------ Text excerpt
Updated: Aug 3, 2023

A tribute to Sinead O’Connor, and the brave fight, personal and political, against oppression


Itamar Ben-Gvir, the Minister of National Security of Israel, will not be hanging in his living room the portrait of Sinead O’Connor, who died on July 26, 2023, at the age of 56. Ben-Gvir reserves this honor for his heroes, like Baruch Goldstein, who massacred dozens of Palestinian prayers at the Cave of the Patriarchs in Hebron in 1994.


A different sort of connection beyond the grave was O’Connor’s, who was 18 when her mother died in a car crash. Six years later, in her 1990 debut album, O’Connor sang her pain in her cover of Prince’s ballad “Nothing Compares 2 U.” While Prince wrote it about his romance, O’Connor had in mind her mother, wishing “she can hear me, and I can connect to her.”

Ben-Gvir and O’Connor crossed paths in 1997. By then, the 21-year-old Ben-Gvir already fashioned himself a hero, and took pride in campaigning against Sinead O’Connor, who planned a peace concert in Jerusalem in the summer of 1997.


It was less than two years after the assassination of Israeli PM Yitzhak Rabin, a year into Benjamin Netanyahu’s first term. O’Connor received death threats, and backed out of the concert, but not of Ben-Gvir’s warlike words. She wrote to him an open letter:


God does not reward those who bring terror to children of the world, so you have succeeded in nothing but your soul’s failure… I felt saddened and frightened. I asked God then ‘How can there be peace anywhere on earth if there is not peace in Jerusalem?’


I’m away from Jerusalem, my still unpeaceful home, visiting Ithaca, looking from above at a sailboat crossing the serene Cayuga Lake. I’m no Odysseus, Ithaca is not my destination. It’s my inbound odyssey.


I’m away from home, whose frail democracy Ben-Gvir and the current Israeli government seem determined to destroy. My heart goes out to the hundreds of thousands who for the past thirty weeks have not lost hope, against all odds.


Is this war? My mind wanders to Ethiopia Street in Jerusalem, built by order of Ethiopian Emperors in the 19th century, where I spent my early 21st century in a house whose thick walls helped survive both AC-less summertime and the Second Intifada. It also hosted Haile Selassie I, the Emperor of Ethiopia, on his Holyland visits.


In 1936, Selassie spoke before the League of Nations, urging an action against fascism, to no avail. In 1963, a year after the Cuban Missile Crisis, he addressed the United Nations. Selassie pledged to fight “until bigotry and prejudice and malicious and inhuman self-interest have been replaced by understanding and tolerance and good-will,” and concluded:


We must look into ourselves, into the depth of our souls. We must become something we have never been and for which our education and experience and environment have ill-prepared us. We must become bigger than we have been: more courageous, greater in spirit, larger in outlook. We must become members of a new race, overcoming petty prejudice, owing our ultimate allegiance not to nations but to our fellow men within the human community.

While Selassie believed in God, Bob Marley, like fellow Rastafari, believed that Selassie himself manifests God. In 1976, a year after He was murdered by the military government that had deposed him, Selassie’s UN speech turned into a song, and an anthem: Marley’s “War.”
------------
------ Dataset entries
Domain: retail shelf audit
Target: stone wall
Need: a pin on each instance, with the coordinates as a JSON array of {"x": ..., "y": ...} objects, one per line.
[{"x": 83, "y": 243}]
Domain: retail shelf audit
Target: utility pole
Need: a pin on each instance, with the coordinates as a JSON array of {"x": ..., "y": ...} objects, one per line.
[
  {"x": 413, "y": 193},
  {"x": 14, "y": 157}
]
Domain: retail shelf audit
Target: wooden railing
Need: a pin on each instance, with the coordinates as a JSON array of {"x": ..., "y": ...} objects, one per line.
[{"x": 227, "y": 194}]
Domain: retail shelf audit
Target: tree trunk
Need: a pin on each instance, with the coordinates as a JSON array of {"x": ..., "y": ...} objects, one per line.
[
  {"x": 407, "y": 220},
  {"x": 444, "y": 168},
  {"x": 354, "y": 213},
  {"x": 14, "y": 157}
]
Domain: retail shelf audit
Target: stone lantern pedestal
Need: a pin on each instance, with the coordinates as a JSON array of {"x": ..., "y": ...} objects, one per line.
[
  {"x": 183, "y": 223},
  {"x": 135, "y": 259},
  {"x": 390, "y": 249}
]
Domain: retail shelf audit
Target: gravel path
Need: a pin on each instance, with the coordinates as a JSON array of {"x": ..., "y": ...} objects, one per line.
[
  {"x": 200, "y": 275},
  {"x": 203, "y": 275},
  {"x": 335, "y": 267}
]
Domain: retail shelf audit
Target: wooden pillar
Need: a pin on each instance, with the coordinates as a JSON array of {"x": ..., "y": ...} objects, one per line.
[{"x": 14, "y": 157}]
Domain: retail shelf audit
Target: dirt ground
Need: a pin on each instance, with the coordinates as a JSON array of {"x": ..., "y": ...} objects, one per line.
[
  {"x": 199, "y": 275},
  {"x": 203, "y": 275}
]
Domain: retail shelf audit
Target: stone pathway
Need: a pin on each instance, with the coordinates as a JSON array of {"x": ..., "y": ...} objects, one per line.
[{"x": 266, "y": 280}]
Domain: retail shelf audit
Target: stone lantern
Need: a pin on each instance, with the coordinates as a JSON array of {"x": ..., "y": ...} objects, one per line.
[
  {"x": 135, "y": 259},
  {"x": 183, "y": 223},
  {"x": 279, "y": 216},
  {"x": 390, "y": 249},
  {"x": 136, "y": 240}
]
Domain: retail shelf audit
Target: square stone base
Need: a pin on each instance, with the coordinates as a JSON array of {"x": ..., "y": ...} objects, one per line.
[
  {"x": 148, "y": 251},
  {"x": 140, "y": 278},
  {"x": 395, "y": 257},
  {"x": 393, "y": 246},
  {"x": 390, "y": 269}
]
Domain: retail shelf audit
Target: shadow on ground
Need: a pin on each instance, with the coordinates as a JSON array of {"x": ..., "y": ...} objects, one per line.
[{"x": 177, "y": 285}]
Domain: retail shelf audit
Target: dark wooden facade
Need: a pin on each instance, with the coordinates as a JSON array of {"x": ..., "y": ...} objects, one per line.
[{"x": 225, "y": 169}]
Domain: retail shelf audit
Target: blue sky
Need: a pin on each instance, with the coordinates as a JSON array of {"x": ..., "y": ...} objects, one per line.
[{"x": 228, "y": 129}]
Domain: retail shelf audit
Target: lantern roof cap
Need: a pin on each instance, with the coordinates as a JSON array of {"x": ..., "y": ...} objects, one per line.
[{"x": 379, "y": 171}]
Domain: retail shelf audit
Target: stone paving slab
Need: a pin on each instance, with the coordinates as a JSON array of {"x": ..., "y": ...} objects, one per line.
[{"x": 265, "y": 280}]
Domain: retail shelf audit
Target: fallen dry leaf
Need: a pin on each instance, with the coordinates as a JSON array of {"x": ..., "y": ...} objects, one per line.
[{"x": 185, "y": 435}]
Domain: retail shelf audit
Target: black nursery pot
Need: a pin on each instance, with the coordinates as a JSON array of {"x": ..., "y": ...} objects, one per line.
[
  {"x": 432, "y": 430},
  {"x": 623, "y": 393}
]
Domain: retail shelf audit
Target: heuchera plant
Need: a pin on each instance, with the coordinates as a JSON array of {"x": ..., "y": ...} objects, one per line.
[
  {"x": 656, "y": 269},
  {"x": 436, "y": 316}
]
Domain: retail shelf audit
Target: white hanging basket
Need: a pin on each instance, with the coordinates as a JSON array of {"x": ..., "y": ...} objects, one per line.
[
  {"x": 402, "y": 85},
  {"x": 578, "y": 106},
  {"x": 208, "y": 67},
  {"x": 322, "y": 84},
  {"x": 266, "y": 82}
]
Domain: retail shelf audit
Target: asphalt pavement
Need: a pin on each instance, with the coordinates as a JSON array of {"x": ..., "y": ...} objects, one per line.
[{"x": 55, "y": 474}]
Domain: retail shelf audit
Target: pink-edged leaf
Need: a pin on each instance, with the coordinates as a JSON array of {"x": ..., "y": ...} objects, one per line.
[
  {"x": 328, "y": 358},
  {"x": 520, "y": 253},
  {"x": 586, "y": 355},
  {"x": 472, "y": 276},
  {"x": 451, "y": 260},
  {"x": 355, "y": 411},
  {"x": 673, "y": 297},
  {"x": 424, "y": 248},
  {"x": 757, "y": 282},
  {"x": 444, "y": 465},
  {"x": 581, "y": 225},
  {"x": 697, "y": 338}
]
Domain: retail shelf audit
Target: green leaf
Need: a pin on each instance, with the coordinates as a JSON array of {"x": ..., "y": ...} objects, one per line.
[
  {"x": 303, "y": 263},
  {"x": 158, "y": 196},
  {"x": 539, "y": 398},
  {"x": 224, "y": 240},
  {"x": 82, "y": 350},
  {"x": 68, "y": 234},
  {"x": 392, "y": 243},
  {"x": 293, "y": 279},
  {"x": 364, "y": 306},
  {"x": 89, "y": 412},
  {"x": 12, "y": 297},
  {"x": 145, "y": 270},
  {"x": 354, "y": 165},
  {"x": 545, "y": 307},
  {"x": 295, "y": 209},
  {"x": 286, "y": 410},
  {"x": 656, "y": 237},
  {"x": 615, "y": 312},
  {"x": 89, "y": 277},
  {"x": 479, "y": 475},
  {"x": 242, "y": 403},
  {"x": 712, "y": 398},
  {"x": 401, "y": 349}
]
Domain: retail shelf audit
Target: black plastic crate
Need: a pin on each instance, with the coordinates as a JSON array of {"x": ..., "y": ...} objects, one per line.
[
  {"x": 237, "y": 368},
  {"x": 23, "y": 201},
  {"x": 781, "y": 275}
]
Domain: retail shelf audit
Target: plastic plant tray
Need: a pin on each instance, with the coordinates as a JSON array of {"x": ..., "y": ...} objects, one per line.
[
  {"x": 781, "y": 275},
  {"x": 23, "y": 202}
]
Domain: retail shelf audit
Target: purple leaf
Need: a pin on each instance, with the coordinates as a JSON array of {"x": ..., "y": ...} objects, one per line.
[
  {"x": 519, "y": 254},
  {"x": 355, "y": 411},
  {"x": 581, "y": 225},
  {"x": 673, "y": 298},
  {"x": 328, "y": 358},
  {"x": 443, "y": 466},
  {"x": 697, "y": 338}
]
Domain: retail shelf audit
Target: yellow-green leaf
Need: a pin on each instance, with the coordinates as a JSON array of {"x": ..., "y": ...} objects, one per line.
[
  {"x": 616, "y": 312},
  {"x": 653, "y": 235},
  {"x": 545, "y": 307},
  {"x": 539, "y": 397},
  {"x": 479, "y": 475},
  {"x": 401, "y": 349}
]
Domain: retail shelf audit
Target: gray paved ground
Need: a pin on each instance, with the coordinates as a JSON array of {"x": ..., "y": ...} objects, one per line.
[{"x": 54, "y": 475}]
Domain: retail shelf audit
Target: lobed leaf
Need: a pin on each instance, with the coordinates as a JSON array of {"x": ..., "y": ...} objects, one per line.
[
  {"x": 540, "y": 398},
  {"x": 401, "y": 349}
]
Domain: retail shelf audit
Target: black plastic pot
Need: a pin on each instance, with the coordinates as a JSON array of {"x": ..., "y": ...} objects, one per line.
------------
- **What you will do**
1. Answer these questions using the tribute to Sinead O'Connor.
(a) How old was O'Connor when her mother died?
(b) In what year did Ben-Gvir and O'Connor cross paths?
(c) Which song did Selassie's UN speech become?
2. Translate this sentence from the tribute to Sinead O'Connor into Spanish: "In 1936, Selassie spoke before the League of Nations, urging an action against fascism, to no avail."
3. Write out the part of the tribute to Sinead O'Connor from "God does not" up to and including "against all odds.".

- **The solutions**
1.
(a) 18
(b) 1997
(c) Bob Marley's "War"

2. En 1936, Selassie habló ante la Sociedad de Naciones, instando a una acción contra el fascismo, sin éxito.

3.
God does not reward those who bring terror to children of the world, so you have succeeded in nothing but your soul’s failure… I felt saddened and frightened. I asked God then ‘How can there be peace anywhere on earth if there is not peace in Jerusalem?’


I’m away from Jerusalem, my still unpeaceful home, visiting Ithaca, looking from above at a sailboat crossing the serene Cayuga Lake. I’m no Odysseus, Ithaca is not my destination. It’s my inbound odyssey.


I’m away from home, whose frail democracy Ben-Gvir and the current Israeli government seem determined to destroy. My heart goes out to the hundreds of thousands who for the past thirty weeks have not lost hope, against all odds.